ENUNCIADO:
Copie sem alterações o trecho do texto sobre o homem que morreu no hospital de Abrantes que começa em "Mas com a proliferação" e segue até "ou médica responsável.".

Um homem de 78 anos que estava internado no hospital de Abrantes desde janeiro acabou por falecer naquela unidade hospitalar, de doença não relacionada com Covid-19. Ainda assim, devido à pandemia, o homem “morreu sozinho” e a cerimónia fúnebre decorreu com apenas 10 pessoas, sendo que 4 delas pertenciam aos serviços funerários.
Nas redes sociais, o testemunho da nora, dá conta de dias difíceis nesta despedida atípica e reforça a necessidade de cumprir o isolamento social.
“O meu sogro morreu sozinho numa cama, no hospital de Abrantes… Estava internado desde janeiro devido a um AVC e depois já no hospital apanhou uma pneumonia que agravou substancialmente o seu estado de saúde… Durante todo esse tempo o meu marido e a minha cunhada foram incansáveis e todos os dias o visitaram no hospital. Mesmo apesar de não haver certezas, se dentro daquele corpo retorcido e mudo, mas que ainda reconhecíamos e que nos olhava e às vezes até sorria (ou assim o entendíamos), estaria uma alma ainda consciente de quem ali estava, com amor e angústia a olhar para ele, a dar-lhe a refeição (enquanto isso ainda foi possível), a dar-lhe afecto. Quando havia um ligeiro aperto da mão que ainda conseguia mexer, para o meu marido e a para a minha cunhada era uma lufada de esperança e de certeza, no coração, que o pai deles, lá fundo, os sabia ali com ele”, começa por contar.
Mas com a proliferação do vírus, os filhos deixaram de poder visitar o pai e passaram a receber notícias do seu estado de saúde através apenas dos enfermeiros ou médica responsável.
“Os enfermeiros e enfermeiras, @s auxiliares e a médica foram as únicas “visitas” que o meu sogro teve desde que chegou a Covid-19 e com ela o (necessário) estado de emergência. A eles só temos de agradecer por terem lá estado, não só pelos necessários cuidados de saúde, mas por terem sido o único conforto humano que o meu sogro terá recebido nos seus últimos dias”, lê-se.

MATERIAL FORNECIDO:
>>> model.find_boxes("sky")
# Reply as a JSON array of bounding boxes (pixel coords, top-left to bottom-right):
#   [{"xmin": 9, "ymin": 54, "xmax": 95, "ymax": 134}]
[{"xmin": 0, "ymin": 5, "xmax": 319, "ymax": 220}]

RESOLUÇÃO:
Mas com a proliferação do vírus, os filhos deixaram de poder visitar o pai e passaram a receber notícias do seu estado de saúde através apenas dos enfermeiros ou médica responsável.